TASK REQUIREMENTS: Every entry below must be repeated exactly; skip the pictures.
--- AVAILABLE RECORDS Enclosed Below ---
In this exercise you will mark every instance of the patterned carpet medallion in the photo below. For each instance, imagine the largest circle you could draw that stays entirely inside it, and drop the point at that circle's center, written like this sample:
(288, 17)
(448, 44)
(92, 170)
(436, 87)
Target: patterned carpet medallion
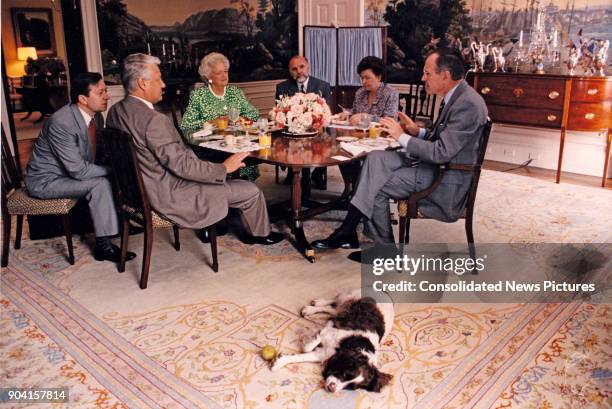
--- End of Enclosed AVAILABLE RECORDS ---
WRITTEN SOLUTION:
In this exercise you will mark every instance of the patterned carpet medallion in the photo below. For each instance, imagine the largest circle you could draw that stays entirely inside it, and drop the point at that circle's center, written like this sample:
(288, 17)
(448, 44)
(92, 170)
(436, 87)
Target: patterned carpet medallion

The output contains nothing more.